=== TEXT BLOCK ===

Um....are we going to unlock the thread any time soon?

----------


## Trinnity

The debate starts at 9:30.

----------


## Maximatic

> No, we failed us. They gave us the independence and the blueprint. We were supposed to pick it up from there. We didn't. We changed it twenty-seven times in over two hundred years.
> 
> They did the best they could. We didn't.


If the constitution gives the general government the power to regulate, even ban the production and sale of anything and everything, which is what the reasoning used to support that farmer fine ruling implies, then it certainly isn't any of us who can be blamed for that, it's the guys who wrote it. I think the commerce clause could have been written better, but let's be honest, that ruling is idiotic. It was justified by what might have happened if (insert counterfactual scenario).

The judge was saying that something that did not, in fact, happen gives the feds the authority to do something. Logically, that's laughable. And then to extend to banning all production and exchange of something entirely? Beyond stupid.

----------


## Sinestro/Green Arrow

> If the constitution gives the general government the power to regulate, even ban the production and sale of anything and everything, which is what the reasoning used to support that farmer fine ruling implies, then it certainly isn't any of us who can be blamed for that, it's the guys who wrote it. I think the commerce clause could have been written better, but let's be honest, that ruling is idiotic. It was justified by what might have happened if (insert counterfactual scenario).
> 
> The judge was saying that something that did not, in fact, happen gives the feds the authority to do something. Logically, that's laughable. And then to extend to banning all production and exchange of something entirely? Beyond stupid.


Of course it's a terrible ruling, but what did We the People do about it?

----------


## Maximatic

> Of course it's a terrible ruling, but what did We the People do about it?


I don't know. What should the people have done about it? I know they reelected the administration that passed the law in question three times.

----------


## Sinestro/Green Arrow

> I don't know. What should the people have done about it? I know they reelected the administration that passed the law in question three times.


That's the point. They did nothing, and even re-elected those at fault.

----------


## Trinnity

> I passed on that argument because I've already been through that with him. He doesn't believe the constitution puts a size on the federal government.


But it does. The Constitution is a document that LIMITS govt power.

----------


## Guest

I thought the argument TRAT made was wrong.  He should have attacked the very fact that the federal government has the right to make that type of law anyway.  This whole debate should have been around the 9th amendment in both the founder's interpretation, use, and case law.

 :Big Grin: 

SMDT sucks at making that argument.  TRAT could have nailed him had he used that approach because there is no other basis.  In every other circumstance of individual recklessness aside from drugs the 9th amendment stands.  There has been no occasion other than that where the courts have upheld vices for criminality or allowed the argument of affect of a vice on the population.

=== LISTED ENTRIES ===

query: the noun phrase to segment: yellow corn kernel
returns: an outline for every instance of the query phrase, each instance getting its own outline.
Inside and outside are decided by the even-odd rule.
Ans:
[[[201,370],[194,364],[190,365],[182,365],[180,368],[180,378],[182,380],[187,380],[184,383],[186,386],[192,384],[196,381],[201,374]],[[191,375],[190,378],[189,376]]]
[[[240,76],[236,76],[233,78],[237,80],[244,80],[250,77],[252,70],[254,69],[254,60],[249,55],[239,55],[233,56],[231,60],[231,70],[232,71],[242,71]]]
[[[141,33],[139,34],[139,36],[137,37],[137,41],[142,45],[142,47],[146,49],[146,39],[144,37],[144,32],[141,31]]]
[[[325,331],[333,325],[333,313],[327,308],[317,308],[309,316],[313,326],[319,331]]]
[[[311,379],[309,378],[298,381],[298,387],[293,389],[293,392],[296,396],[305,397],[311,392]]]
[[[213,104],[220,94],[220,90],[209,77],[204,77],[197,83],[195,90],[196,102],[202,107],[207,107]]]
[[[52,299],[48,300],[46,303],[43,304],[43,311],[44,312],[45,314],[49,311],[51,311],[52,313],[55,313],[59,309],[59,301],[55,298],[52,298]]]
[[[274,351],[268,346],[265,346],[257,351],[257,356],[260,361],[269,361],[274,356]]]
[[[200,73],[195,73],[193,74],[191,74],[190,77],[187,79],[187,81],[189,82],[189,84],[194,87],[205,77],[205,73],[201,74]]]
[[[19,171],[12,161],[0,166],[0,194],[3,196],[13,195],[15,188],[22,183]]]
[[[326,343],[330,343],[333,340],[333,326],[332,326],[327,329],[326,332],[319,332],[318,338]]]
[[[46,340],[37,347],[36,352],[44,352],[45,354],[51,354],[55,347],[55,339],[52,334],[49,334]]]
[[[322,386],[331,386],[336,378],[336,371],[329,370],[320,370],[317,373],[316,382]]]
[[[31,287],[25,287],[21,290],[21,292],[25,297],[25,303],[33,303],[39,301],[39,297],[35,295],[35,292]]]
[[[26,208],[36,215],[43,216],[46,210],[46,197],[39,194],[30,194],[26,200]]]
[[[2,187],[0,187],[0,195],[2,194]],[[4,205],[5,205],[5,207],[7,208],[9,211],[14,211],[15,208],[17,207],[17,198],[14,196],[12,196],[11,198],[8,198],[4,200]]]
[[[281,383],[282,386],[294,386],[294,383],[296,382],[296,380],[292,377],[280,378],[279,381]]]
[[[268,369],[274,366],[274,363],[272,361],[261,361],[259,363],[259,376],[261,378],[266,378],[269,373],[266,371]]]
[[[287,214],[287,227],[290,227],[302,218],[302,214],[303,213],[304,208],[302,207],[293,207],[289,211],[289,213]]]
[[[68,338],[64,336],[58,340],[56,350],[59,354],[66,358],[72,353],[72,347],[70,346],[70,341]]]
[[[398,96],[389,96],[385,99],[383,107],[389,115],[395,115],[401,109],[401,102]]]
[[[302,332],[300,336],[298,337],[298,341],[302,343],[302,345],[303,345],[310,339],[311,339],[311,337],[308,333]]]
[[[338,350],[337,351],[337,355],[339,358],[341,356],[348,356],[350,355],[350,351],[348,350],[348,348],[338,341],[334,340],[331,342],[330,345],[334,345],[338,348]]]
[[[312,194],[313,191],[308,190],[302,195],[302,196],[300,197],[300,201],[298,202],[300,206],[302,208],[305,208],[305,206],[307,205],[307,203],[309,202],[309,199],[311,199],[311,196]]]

===

EXERCISE TASK =
Pick up the forum thread about the commerce clause ruling after its last post and keep it going.

EXERCISE RESULT =
----------


## Trinnity

> How do you know?  You just said you don't smoke it.


I know and it's none of  your business how I know.  :Laughing1:

----------

Irascible Crusader (01-15-2013)

----------


## Paperback Writer

Challenge him to a follow up.  I've tried to get your bloke to debate but I suppose he's frightened.   :Big Grin:

----------


## Irascible Crusader

> Wait a minute. It says that Congress has the power "to raise and support armies, but no appropriation of money to that use shall be for a longer term than two years." 
> 
> What does that mean, exactly?


It means that money has to be re appropriated for military use, which Congress can do.

----------


## Irascible Crusader

> I thought the argument TRAT made was wrong.  He should have attacked the very fact that the federal government has the right to make that type of law anyway.  This whole debate should have been around the 9th amendment in both the founder's interpretation, use, and case law.
> 
> 
> 
> SMDT sucks at making that argument.  TRAT could have nailed him had he used that approach because there is no other basis.  In every other circumstance of individual recklessness aside from drugs the 9th amendment stands.  There has been no occasion other than that where the courts have upheld vices for criminality or allowed the argument of affect of a vice on the population.


I was hoping he would bring up the 9th Ammendment.  It's much easier to neutralize that argument.  Instead, the wiley Fox was trying to lure me into a discussion about whether pot was dangerous or addictive.

----------


## Guest

> I was hoping he would bring up the 9th Ammendment.  It's much easier to neutralize that argument.  Instead, the wiley Fox was trying to lure me into a discussion about whether pot was dangerous or addictive.


Dude, I'd own you on it.  I argued that one at Georgetown and beat the shit out of this guy we'll call "James".  He never did his homework in case law or he had a memory problem, not sure which.

We should have a follow up, but I'm thinking of challenging Polly to a gun control first.

Hey...why is the missus not posting?   :Frown:

----------


## Irascible Crusader

> Dude, I'd own you on it.  I argued that one at Georgetown and beat the shit out of this guy we'll call "James".  He never did his homework in case law or he had a memory problem, not sure which.
> 
> We should have a follow up, but I'm thinking of challenging Polly to a gun control first.
> 
> Hey...why is the missus not posting?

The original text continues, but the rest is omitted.